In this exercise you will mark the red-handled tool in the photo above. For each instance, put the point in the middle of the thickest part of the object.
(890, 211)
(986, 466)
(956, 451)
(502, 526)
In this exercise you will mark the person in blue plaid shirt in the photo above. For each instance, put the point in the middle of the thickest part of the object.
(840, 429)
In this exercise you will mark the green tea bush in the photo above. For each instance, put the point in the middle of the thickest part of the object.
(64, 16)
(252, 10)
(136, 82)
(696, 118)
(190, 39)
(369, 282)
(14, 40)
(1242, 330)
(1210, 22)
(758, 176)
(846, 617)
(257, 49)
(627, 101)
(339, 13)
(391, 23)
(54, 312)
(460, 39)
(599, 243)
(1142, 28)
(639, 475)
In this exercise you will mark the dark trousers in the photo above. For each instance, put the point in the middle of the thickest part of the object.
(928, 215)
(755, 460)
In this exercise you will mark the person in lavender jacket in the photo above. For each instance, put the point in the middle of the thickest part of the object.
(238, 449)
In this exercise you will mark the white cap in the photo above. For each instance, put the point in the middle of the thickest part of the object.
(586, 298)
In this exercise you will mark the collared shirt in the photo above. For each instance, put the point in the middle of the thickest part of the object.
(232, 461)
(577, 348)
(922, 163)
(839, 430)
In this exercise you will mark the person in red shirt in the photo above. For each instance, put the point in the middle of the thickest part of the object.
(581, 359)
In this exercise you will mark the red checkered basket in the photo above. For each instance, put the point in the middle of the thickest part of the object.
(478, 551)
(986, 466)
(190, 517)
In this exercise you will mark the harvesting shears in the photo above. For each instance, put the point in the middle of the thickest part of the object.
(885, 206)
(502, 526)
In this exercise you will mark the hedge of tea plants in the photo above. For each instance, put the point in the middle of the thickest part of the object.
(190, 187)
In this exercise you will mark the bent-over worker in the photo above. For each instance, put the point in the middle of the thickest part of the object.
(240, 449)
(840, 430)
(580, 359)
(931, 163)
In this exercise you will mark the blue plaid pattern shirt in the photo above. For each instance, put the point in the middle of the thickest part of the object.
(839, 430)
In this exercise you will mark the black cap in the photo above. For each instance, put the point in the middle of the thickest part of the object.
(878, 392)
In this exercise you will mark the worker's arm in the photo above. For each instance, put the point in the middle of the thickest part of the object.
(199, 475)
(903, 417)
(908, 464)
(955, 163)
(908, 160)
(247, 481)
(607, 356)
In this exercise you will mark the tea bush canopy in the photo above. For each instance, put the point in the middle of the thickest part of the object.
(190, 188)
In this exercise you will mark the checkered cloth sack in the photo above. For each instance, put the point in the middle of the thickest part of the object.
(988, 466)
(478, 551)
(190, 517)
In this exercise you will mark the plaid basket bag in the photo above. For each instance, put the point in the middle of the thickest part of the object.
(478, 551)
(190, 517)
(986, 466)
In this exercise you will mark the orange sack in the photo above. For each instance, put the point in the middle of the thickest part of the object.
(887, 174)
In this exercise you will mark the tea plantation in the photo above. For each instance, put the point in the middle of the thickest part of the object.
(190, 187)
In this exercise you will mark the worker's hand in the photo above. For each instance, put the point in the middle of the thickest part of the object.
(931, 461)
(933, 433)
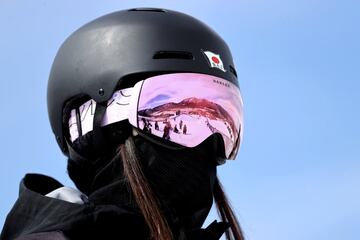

§ §

- _What you need to do_: Reproduce the whole listing above verbatim, omitting the pictures.

- _Full response_:
In this exercise you will mark the red-handled tool in the photo above. For each instance, put the point in the middle of the thickest part of the object.
(890, 211)
(986, 466)
(956, 451)
(502, 526)
In this exercise you will mark the person in blue plaid shirt in the photo above. For each instance, put the point in the middle of the thickest part of the object.
(840, 429)
In this exercise you will mark the green tea bush in the photo above. For each instance, put the point in the middle of the thickest part of the object.
(64, 16)
(252, 10)
(136, 82)
(696, 118)
(190, 39)
(369, 282)
(14, 40)
(1242, 330)
(1210, 22)
(758, 176)
(846, 617)
(257, 49)
(627, 101)
(339, 13)
(391, 23)
(54, 312)
(460, 39)
(599, 243)
(1142, 28)
(639, 475)
In this exercise you will mark the dark trousers in the photo above. For each instance, put the point in the middle of the thickest part of the object.
(928, 215)
(755, 460)
In this exercise you will mark the person in lavender jacket in the photo above. For each instance, put the point in the middle of the thickest part of the object.
(238, 449)
In this exercise you will mark the white cap in the photo above. For each instance, put the point in the middle of the thickest part of the object.
(586, 298)
In this exercise you will mark the collared shirt in the photo above. For each instance, put the point in the middle of the thickest part of the object.
(232, 461)
(577, 348)
(922, 163)
(839, 430)
In this exercise you will mark the person in red shirt in the photo above. For each instance, put the point in the middle of the thickest part of the object.
(581, 359)
In this exercise you will mark the red checkered basket in the photo above. For each instance, put the point in the middle of the thickest part of the object.
(478, 551)
(986, 466)
(190, 517)
In this exercise you will mark the harvesting shears in the photo above. For each instance, put the point in the middle of the thickest part of the object.
(885, 206)
(502, 526)
In this exercise you will mark the hedge of tea plants in the photo above. For each instance, put the point in the middle of the thickest part of the object.
(190, 187)
In this exercise you will mark the bent-over worker in the photo above. For each instance, put the point in the middle of the thickest part of the object.
(240, 449)
(840, 430)
(580, 359)
(931, 163)
In this exercise you will mark the blue plaid pattern shirt in the photo above. For each instance, put the point in the middle of the thickest part of the object.
(839, 430)
In this exercise you will mark the black cap in the photo above. For each instance, put the point in the middle of the thickest part of the object.
(878, 392)
In this exercise you will mark the worker's arm in the photo above. For each instance, put the point in the middle of the thickest part of the object.
(199, 475)
(903, 417)
(908, 464)
(955, 163)
(908, 160)
(247, 481)
(607, 356)
In this exercise you will mark the tea bush canopy in the photo above. For each instance, put the point in the middle of the thickest part of the object.
(190, 188)
In this exercise you will mark the checkered cloth sack in the photo above. For each instance, put the point in the middle of the thickest part of the object.
(988, 466)
(478, 551)
(190, 517)
In this exercise you will mark the plaid basket bag in the photo above. For each instance, put the point in the middle of the thickest part of the object.
(478, 551)
(190, 517)
(986, 466)
In this exercise you will mark the orange sack in the photo above. For each instance, put the point in the middle of the thickest part of the object.
(887, 174)
In this exercise you will mark the tea plantation in the photo above. For each instance, put the point in the middle of the thickest part of the object.
(190, 187)
In this exercise you will mark the worker's hand in the photo above. For each instance, put the point in the middle of the thickest part of the object.
(931, 461)
(933, 433)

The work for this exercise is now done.